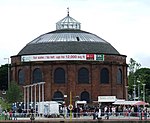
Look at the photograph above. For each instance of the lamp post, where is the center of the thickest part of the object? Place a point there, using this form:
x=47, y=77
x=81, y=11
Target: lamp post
x=138, y=89
x=8, y=72
x=144, y=91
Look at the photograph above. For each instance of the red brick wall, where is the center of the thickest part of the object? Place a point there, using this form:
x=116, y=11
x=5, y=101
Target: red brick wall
x=95, y=88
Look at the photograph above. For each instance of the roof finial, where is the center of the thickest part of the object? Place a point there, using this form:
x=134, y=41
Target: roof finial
x=68, y=11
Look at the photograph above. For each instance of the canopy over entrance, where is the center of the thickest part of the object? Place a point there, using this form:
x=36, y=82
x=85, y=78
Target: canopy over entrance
x=123, y=102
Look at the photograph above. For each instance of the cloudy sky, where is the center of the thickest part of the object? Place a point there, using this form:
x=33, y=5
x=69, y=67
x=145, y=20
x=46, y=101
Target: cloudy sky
x=123, y=23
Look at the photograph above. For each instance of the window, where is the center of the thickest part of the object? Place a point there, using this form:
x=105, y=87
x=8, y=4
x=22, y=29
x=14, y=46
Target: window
x=83, y=76
x=58, y=96
x=37, y=75
x=104, y=75
x=85, y=96
x=21, y=77
x=119, y=76
x=59, y=76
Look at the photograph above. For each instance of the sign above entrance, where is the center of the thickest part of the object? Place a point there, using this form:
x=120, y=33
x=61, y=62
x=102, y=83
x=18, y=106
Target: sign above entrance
x=59, y=57
x=106, y=98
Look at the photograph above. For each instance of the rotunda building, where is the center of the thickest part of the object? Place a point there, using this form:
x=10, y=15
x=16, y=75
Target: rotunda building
x=68, y=61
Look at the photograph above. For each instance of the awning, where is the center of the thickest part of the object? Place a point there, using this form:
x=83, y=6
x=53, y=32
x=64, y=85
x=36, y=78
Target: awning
x=118, y=102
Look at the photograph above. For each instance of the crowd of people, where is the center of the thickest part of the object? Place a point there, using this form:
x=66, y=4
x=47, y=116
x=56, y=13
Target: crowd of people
x=97, y=112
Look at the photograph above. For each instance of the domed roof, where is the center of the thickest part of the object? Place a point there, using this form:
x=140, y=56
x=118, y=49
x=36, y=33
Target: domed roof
x=68, y=38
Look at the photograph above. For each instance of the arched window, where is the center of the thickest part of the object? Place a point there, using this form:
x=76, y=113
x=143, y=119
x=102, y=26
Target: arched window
x=58, y=96
x=21, y=77
x=83, y=76
x=85, y=96
x=37, y=75
x=119, y=76
x=104, y=75
x=59, y=76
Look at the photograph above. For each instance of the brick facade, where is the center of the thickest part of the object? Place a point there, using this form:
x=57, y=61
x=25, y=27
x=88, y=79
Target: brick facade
x=94, y=88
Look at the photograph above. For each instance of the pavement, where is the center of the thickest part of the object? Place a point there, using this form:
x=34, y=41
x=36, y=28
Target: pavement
x=85, y=119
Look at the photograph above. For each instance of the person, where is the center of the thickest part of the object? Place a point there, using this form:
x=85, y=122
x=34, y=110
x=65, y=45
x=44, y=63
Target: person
x=10, y=115
x=14, y=115
x=145, y=114
x=32, y=115
x=5, y=114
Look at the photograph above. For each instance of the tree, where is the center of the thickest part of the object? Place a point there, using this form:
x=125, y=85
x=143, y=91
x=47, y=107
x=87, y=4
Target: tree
x=143, y=75
x=133, y=67
x=14, y=94
x=4, y=77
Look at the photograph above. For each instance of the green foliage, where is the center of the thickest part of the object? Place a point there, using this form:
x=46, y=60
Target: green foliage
x=14, y=93
x=143, y=75
x=138, y=74
x=4, y=104
x=3, y=74
x=133, y=67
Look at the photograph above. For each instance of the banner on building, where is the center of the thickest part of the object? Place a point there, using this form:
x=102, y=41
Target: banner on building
x=59, y=57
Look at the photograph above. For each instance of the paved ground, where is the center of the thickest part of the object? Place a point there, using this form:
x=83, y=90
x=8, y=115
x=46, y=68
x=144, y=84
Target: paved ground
x=85, y=119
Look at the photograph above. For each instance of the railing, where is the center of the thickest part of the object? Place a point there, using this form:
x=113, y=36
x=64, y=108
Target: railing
x=115, y=115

Direction
Write the lines out verbatim, from the one with "Look at the photograph above. For each instance of the banner" through the last line of the entries, and stop there.

Written answer
Look at the photograph above. For each instance of the banner on building, where is the center of the thickest part of the object? Place a point there, using this form:
x=102, y=41
Target: banner on building
x=59, y=57
Look at the photograph above. For each instance of the paved ground, where is the center of the thickest part of the object? Place a point there, using this form:
x=83, y=90
x=8, y=115
x=46, y=68
x=144, y=84
Target: paved ground
x=85, y=119
Look at the photograph above. For each instance of the railing, where is the center of the thickest part of the object? Place a point there, using this form:
x=113, y=36
x=64, y=108
Target: railing
x=115, y=115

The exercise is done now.